In the report on southern Kashmir's rice harvest, how often does the Agriculture department say farmers must change paddy varieties?

Top of Selected extract

According to the farmers, blasts and brown spot diseases have been prevalent in previous years, but their impact this year was unusually severe.
Farmers in southern Kashmir are concerned about the poor rice production this year since many people rely on the crop for their livelihood.
Farmers from various parts of southern Kashmir expressed worry for this year’s harvest being very low compared to previous years since the crop was infected with diseases.
Paddy takes more time to be ripe for harvesting
The harvest typically becomes ready in the middle of September, according to Shafqat Nabi, a young scholar and the son of a farmer from the Pulwama district.
He, however, says that this year’s crop wasn’t ready even months after its usual time. “This was very problematic, given the season of ‘incessant rains’ was approaching,” he added.
Ghulam Ahmad, another farmer from Pulwama, said that they are seeing pretty low yields this year, which is especially noticeable at the time of threshing. “This is causing farmers a lot of concern because thousands of households rely only on paddy,” he stated.
Threshing paused in many areas after harvesting
Many farmers haven’t so far threshed their harvest this year, according to Gulzar Ahmad, another farmer from Shopian.
The rains have delayed the threshing in our area. However, the latest spree of civilian killings has forced many non-local labourers to leave for their home states, which again has caused a shortage of the labour force.
Gulzar now plans to take his three brothers along for threshing the crop himself.
Disease and insufficient rainfall dropped the yields
Blasts and brown spot diseases have been common in recent years, according to the farmers, but their impact this year was particularly severe.
Experts also enlist lack of rainfall as one of the prime causes for the declining yield of traditional paddy varieties.
Farmers in various areas of south Kashmir’s Pulwama district complained of low yield including Kakapora, Pathan, Pampore, Awantipora, Tral, Litter and many other parts.
Officials blame farmers for sticking to traditional varieties
Meanwhile, officials from the Agriculture department claim that despite conducting dozens of awareness camps about the productivity of new varieties of paddy crop, the farmers are still adhering to old conventional ones.
As per the department, farmers must change varieties on a consistent basis every five to seven years. However, they say this isn’t happening on the ground.

Bottom of Selected extract
Top of Available data

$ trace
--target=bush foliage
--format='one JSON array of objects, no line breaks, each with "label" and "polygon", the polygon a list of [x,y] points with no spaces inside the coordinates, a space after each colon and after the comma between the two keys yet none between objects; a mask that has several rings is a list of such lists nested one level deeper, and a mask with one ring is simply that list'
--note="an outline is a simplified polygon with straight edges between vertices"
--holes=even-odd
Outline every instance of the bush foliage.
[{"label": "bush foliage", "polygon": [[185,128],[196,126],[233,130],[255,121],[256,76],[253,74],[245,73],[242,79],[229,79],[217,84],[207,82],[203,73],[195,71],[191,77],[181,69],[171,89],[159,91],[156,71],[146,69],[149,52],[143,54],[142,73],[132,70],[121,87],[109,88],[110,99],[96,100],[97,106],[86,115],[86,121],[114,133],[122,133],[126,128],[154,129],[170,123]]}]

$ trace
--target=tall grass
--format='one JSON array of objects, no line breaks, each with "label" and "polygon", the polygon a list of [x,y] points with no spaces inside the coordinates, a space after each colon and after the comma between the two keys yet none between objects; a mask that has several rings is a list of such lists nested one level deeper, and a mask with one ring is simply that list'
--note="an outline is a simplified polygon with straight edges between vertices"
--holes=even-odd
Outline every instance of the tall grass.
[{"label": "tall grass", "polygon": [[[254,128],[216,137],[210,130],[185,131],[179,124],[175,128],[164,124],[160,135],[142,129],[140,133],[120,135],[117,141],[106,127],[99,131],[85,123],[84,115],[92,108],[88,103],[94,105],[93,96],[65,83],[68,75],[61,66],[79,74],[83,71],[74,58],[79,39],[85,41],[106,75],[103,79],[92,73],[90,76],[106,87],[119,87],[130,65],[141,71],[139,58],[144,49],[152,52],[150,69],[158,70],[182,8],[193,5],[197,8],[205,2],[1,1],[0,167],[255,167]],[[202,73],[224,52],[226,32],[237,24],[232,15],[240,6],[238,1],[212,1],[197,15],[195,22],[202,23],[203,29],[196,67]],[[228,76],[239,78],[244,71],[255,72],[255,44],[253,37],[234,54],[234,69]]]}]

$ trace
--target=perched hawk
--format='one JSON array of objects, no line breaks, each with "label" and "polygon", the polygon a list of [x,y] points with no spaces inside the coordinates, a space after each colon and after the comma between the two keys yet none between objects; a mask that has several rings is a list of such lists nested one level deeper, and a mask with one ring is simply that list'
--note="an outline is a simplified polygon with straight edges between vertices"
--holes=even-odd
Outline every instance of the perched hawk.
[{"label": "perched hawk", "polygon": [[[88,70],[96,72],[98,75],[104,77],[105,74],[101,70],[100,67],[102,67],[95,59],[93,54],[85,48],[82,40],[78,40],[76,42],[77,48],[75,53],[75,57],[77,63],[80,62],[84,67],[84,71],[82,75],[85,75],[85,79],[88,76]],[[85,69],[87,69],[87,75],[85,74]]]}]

Bottom of Available data

### Exercise response
Every five to seven years.